Document segment:
□ □ □

SPAIN BOOK REVIEW: ‘For Whom The Bell Tolls’ by Ernest Hemingway

First edition cover 1940

Synopsis –

In 1937 Ernest Hemingway traveled to Spain to cover the civil war there for the North American Newspaper Alliance. Three years later he completed the greatest novel to emerge from “the good fight,” For Whom the Bell Tolls. The story of Robert Jordan, a young American in the International Brigades attached to an antifascist guerilla unit in the mountains of Spain, it tells of loyalty and courage, love and defeat, and the tragic death of an ideal. In his portrayal of Jordan’s love for the beautiful Maria and his superb account of El Sordo’s last stand, in his brilliant travesty of La Pasionaria and his unwillingness to believe in blind faith, Hemingway surpasses his achievement in The Sun Also Rises and A Farewell to Arms to create a work at once rare and beautiful, strong and brutal, compassionate, moving and wise. “If the function of a writer is to reveal reality,” Maxwell Perkins wrote to Hemingway after reading the manuscript, “no one ever so completely performed it.” Greater in power, broader in scope, and more intensely emotional than any of the author’s previous works, it stands as one of the best war novels of all time.

□ □ □

Dataset:
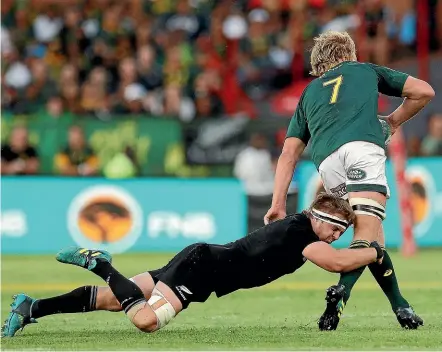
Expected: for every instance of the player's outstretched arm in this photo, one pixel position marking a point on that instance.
(417, 94)
(341, 260)
(291, 153)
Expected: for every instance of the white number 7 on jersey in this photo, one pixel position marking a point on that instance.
(337, 84)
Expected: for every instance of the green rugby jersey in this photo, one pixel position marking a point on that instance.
(341, 106)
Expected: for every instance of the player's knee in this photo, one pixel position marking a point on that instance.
(156, 313)
(369, 207)
(106, 300)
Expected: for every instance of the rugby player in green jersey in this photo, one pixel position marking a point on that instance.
(337, 114)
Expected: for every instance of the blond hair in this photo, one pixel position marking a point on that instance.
(332, 204)
(329, 50)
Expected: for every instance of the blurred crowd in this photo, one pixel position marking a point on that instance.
(102, 58)
(168, 57)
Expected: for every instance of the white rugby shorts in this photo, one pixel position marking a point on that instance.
(355, 166)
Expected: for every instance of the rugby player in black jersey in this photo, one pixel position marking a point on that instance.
(153, 298)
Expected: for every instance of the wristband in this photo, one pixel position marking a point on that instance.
(379, 251)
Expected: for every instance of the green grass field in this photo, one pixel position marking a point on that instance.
(281, 315)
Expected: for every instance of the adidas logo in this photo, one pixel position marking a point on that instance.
(184, 289)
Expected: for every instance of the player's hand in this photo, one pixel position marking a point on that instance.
(391, 129)
(274, 214)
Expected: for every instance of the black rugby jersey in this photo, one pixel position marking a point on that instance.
(263, 256)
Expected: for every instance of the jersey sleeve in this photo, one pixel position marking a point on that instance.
(298, 125)
(390, 82)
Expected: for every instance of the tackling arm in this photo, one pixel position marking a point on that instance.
(342, 260)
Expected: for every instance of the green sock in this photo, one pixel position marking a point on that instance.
(386, 278)
(349, 279)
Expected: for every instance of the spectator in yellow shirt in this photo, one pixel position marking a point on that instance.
(77, 159)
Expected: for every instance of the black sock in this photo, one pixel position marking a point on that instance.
(80, 300)
(386, 278)
(349, 279)
(126, 291)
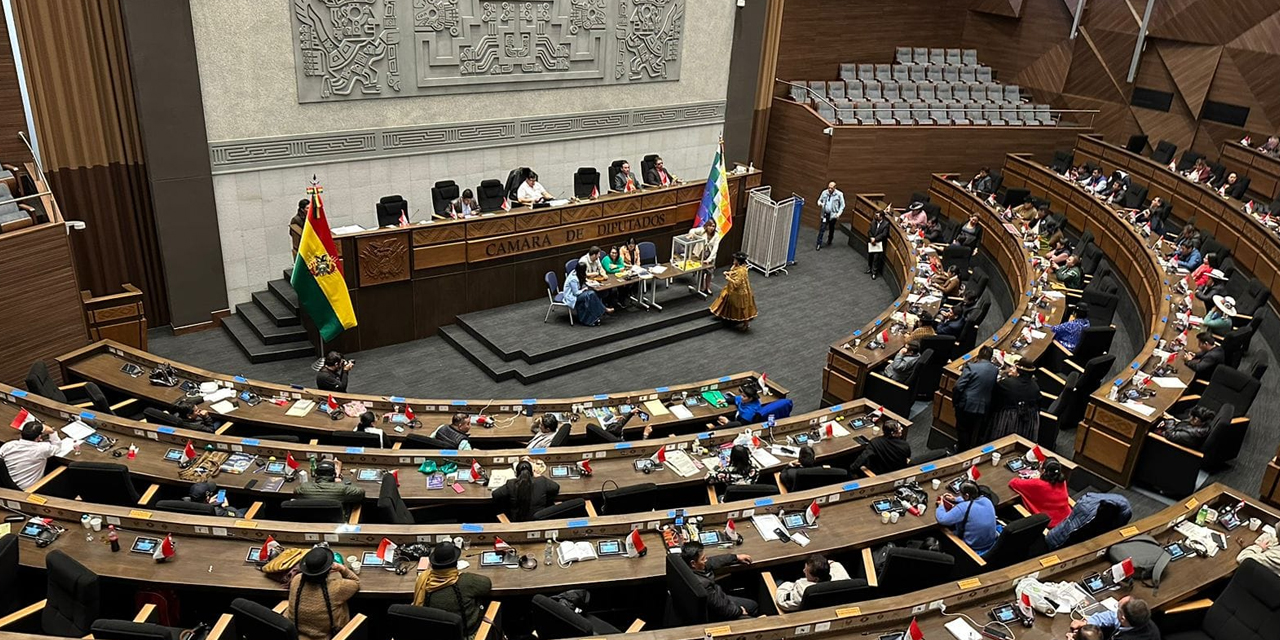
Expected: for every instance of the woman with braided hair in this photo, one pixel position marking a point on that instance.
(319, 594)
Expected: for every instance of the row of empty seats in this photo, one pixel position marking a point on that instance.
(909, 91)
(920, 113)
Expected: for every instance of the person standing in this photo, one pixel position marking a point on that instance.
(831, 204)
(876, 236)
(736, 302)
(973, 397)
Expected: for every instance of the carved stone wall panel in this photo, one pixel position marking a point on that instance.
(370, 49)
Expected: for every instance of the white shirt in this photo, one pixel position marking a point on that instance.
(526, 193)
(26, 458)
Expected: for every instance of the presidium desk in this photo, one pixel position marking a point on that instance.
(407, 282)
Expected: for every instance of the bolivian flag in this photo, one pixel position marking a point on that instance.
(714, 204)
(318, 274)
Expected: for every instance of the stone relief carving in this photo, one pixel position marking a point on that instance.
(369, 49)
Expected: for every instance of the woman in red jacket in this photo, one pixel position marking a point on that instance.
(1047, 493)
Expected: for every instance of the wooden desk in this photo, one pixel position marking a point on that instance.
(407, 282)
(100, 362)
(1013, 260)
(1111, 437)
(845, 525)
(1255, 247)
(609, 462)
(1264, 170)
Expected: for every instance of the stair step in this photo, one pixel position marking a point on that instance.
(248, 342)
(275, 309)
(283, 291)
(265, 329)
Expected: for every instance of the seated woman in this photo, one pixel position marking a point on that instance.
(1192, 432)
(448, 589)
(525, 494)
(1219, 319)
(1069, 333)
(970, 516)
(737, 470)
(588, 309)
(1046, 493)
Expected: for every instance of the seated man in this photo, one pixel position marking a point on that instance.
(531, 191)
(325, 484)
(625, 181)
(817, 570)
(720, 604)
(658, 174)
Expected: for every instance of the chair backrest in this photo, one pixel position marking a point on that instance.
(575, 507)
(835, 592)
(1019, 540)
(1248, 607)
(408, 621)
(585, 179)
(129, 630)
(195, 508)
(259, 622)
(73, 597)
(104, 483)
(686, 598)
(312, 510)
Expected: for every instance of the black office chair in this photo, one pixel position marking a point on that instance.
(129, 630)
(1164, 151)
(585, 181)
(686, 598)
(391, 209)
(312, 510)
(489, 195)
(553, 620)
(904, 570)
(104, 483)
(192, 508)
(9, 585)
(72, 595)
(1019, 540)
(442, 195)
(255, 621)
(571, 508)
(634, 498)
(408, 621)
(835, 593)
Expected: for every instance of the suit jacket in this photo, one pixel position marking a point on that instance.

□ □ □

Your instructions:
Pick up the review of Hemingway's "For Whom the Bell Tolls" from the sentence calling it one of the best war novels of all time, and keep going in the same vein.

Response for this exercise:
“There are many who do not know they are fascists but will find it out when the time comes.”
― Ernest Hemingway, For Whom the Bell Tolls

Many foreign writers went to Spain to cover the civil war in the 30’s, and fine selection of them told the situation in different ways, all coming together to tell a truthful account of war. Among these writers was Ernest Hemingway, who went on to write one of the greatest novels of all time, For Whom The Bell Tolls. There are only a tiny amount of tales written that capture the bitterness, the desperation, and the tragic outpouring of war. Hemingway succeeded in captivating readers and opening up the reality of Spain’s front lines, through real life situations and experiences that cannot be imagined.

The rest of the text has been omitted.